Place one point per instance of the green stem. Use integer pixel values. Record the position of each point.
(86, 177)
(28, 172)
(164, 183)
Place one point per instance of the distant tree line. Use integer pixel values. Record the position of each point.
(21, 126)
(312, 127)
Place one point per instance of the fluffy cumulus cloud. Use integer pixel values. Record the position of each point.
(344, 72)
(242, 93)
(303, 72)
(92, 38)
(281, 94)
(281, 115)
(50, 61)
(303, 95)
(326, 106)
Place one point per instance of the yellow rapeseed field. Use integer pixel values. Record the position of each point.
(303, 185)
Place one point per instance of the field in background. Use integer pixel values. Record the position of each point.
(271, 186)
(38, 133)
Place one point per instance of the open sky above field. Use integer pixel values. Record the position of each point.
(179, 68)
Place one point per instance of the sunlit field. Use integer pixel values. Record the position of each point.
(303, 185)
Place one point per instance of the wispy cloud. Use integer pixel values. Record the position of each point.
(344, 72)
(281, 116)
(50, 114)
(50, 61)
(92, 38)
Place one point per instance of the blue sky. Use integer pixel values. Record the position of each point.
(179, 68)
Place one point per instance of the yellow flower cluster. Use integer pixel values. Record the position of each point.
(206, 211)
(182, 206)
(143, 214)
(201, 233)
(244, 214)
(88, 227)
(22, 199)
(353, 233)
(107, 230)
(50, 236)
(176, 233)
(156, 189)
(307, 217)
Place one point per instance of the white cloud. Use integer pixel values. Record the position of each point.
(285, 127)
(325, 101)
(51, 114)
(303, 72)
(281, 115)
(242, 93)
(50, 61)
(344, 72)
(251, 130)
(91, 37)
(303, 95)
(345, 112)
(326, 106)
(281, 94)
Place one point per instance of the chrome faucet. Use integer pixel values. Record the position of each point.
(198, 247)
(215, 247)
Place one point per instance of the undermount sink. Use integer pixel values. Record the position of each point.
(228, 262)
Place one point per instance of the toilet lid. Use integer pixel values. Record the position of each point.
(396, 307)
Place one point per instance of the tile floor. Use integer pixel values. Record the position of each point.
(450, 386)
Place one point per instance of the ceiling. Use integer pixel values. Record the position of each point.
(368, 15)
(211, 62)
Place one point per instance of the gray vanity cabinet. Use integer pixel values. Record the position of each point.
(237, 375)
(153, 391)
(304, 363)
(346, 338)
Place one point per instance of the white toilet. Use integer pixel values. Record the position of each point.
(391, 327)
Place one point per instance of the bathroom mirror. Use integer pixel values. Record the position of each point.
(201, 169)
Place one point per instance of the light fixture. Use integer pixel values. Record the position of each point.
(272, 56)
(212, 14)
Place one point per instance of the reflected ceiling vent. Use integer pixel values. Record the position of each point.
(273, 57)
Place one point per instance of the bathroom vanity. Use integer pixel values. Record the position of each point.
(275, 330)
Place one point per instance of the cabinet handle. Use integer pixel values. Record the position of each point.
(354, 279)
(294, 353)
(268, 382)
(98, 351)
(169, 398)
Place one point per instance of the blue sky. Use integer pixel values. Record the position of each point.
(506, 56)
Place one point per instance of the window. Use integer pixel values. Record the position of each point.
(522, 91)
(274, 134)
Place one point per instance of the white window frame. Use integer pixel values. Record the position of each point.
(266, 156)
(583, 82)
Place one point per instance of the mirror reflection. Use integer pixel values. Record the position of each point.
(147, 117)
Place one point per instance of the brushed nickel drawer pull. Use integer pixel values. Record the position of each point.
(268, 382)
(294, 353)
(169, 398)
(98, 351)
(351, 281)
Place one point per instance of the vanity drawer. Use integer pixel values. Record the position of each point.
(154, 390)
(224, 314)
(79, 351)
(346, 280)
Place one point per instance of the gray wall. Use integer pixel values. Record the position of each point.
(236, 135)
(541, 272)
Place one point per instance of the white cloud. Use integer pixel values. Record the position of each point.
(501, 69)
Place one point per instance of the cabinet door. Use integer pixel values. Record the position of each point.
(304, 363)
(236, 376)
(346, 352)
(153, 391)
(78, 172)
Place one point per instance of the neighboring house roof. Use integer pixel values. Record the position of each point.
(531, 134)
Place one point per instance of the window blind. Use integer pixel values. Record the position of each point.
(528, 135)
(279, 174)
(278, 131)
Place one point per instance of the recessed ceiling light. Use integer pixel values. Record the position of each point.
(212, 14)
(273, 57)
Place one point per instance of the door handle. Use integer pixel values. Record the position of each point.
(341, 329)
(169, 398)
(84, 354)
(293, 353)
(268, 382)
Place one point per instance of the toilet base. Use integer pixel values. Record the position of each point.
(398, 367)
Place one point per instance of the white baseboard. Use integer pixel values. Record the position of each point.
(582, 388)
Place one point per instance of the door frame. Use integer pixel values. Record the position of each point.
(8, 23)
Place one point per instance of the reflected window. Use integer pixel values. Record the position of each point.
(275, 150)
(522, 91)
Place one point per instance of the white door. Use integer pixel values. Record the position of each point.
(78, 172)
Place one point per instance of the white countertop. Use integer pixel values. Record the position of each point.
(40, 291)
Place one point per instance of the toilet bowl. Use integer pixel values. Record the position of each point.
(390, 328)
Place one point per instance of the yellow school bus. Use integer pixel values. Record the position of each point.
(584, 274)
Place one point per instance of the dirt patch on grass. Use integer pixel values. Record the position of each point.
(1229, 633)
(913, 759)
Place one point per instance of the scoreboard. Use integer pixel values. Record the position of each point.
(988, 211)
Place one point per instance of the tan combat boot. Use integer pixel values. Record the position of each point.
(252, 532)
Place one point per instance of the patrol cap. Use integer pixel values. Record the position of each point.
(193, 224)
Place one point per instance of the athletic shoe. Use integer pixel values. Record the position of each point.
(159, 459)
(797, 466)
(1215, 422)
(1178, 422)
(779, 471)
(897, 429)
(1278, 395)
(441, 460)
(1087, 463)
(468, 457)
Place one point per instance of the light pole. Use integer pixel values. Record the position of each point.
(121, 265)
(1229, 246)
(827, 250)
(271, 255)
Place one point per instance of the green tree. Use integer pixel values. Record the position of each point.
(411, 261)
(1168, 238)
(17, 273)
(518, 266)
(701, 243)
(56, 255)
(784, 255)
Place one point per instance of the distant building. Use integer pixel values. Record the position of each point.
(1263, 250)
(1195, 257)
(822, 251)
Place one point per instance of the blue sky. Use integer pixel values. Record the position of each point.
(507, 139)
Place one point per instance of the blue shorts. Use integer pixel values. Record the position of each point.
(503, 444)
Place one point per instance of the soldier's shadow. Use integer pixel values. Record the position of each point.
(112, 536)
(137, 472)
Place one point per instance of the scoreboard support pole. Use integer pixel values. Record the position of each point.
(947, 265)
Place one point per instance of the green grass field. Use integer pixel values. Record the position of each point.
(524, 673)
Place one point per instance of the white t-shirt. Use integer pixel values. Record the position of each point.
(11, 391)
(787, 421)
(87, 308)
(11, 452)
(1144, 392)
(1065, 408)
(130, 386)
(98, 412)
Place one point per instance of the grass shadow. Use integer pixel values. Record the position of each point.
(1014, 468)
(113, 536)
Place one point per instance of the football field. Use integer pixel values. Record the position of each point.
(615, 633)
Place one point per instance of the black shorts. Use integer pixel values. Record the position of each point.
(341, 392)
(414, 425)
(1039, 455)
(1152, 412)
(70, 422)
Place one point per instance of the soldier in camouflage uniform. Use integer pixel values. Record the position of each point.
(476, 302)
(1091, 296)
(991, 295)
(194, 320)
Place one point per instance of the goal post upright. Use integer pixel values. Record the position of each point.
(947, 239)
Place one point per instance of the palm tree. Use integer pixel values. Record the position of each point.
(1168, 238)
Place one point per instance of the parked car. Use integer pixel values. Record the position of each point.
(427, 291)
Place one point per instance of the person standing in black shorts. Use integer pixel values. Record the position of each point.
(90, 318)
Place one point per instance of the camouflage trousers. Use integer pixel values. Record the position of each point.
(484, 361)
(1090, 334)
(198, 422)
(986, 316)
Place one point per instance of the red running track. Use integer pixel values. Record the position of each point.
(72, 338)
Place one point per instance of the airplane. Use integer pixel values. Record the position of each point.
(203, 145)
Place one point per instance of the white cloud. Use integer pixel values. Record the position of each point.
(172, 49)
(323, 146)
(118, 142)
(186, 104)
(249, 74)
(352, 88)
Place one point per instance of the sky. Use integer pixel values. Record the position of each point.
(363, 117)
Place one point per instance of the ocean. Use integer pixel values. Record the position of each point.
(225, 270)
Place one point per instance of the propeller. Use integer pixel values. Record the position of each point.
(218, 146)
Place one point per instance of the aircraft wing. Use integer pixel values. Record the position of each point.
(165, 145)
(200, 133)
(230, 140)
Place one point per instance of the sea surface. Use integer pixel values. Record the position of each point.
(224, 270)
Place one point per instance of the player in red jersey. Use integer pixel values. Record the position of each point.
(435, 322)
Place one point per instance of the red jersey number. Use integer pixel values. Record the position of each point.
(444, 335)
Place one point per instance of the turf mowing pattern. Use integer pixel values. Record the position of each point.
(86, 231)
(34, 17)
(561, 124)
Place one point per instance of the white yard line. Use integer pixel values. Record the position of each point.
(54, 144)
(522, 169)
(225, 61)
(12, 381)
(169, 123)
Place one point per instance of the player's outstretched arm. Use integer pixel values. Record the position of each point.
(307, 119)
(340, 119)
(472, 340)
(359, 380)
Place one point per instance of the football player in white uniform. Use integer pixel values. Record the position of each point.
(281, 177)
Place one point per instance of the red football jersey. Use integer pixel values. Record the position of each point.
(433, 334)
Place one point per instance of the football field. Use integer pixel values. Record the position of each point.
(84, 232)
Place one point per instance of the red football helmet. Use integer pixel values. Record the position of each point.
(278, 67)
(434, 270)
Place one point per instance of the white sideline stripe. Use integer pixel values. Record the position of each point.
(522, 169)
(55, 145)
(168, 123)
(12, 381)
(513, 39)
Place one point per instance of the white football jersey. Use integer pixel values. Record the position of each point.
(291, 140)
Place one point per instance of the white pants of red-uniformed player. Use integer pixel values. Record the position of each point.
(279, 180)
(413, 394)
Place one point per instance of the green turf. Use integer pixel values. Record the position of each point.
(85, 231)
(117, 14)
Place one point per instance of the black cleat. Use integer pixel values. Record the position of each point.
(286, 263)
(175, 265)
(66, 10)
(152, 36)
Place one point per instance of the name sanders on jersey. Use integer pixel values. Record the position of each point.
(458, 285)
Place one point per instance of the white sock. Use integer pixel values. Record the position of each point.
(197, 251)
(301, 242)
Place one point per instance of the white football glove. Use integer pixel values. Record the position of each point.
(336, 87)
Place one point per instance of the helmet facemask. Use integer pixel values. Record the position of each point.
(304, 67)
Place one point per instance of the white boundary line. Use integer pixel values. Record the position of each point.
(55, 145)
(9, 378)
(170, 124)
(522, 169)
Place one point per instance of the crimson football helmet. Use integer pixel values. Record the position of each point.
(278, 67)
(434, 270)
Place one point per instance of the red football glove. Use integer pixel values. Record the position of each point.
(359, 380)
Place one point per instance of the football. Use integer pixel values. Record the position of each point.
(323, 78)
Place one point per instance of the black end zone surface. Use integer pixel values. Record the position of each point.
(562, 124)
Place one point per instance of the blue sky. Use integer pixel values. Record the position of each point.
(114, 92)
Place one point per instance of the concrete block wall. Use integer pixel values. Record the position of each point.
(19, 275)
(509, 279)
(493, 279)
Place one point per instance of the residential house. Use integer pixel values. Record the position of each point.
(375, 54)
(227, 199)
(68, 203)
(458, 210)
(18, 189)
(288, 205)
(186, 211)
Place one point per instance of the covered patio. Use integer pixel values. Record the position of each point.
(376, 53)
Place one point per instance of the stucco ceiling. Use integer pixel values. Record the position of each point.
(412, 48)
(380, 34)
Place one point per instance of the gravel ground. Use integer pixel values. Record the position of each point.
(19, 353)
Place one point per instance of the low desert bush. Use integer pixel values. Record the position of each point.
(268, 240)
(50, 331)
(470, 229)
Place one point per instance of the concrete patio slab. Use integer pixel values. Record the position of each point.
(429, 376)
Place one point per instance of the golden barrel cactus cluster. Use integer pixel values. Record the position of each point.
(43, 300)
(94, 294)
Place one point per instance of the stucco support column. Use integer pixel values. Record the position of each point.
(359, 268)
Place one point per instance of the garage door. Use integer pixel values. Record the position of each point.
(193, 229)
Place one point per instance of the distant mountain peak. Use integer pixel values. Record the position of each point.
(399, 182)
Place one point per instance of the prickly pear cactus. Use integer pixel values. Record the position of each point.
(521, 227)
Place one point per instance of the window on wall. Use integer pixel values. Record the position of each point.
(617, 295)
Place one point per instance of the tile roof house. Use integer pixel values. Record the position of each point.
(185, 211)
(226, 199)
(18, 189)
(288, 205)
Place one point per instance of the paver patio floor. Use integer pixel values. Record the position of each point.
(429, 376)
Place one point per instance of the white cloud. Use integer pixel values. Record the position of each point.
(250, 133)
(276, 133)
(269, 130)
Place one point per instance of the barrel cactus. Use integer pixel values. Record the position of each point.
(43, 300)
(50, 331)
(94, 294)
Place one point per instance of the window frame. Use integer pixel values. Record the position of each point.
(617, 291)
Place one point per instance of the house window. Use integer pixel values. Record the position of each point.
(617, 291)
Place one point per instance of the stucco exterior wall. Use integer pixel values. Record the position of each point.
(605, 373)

☆ ☆ ☆ ☆

** Exercise requirements **
Copy exactly the lines from the one containing "Place one point per instance of the distant mountain" through the last line of the records, both included, and nothing else.

** Solved exercise **
Place one point per instance of the distant mountain peak. Use integer pixel values. Record the position of each point.
(399, 182)
Place one point per instance of the prickly pear cactus. Use integer pixel values. Record the position of each point.
(521, 227)
Place one point per instance of the window on wall. Use integer pixel values. Record the position of each point.
(617, 295)
Place one point per instance of the tile roof house. Use integer pixel values. Record the position of each point.
(185, 211)
(226, 199)
(18, 189)
(288, 205)
Place one point per instance of the paver patio floor. Use integer pixel values. Record the position of each point.
(429, 376)
Place one point per instance of the white cloud. Use integer pixel values. Record the position of each point.
(250, 133)
(276, 133)
(269, 130)
Place one point per instance of the barrel cactus. Use integer pixel values. Record the position of each point.
(43, 300)
(50, 331)
(94, 294)
Place one point per instance of the window frame. Use integer pixel values. Record the position of each point.
(617, 291)
Place one point per instance of the house window. Use integer pixel values. Record the position of each point.
(617, 291)
Place one point per instance of the stucco exterior wall. Use integer pixel values. Record the position of each point.
(605, 373)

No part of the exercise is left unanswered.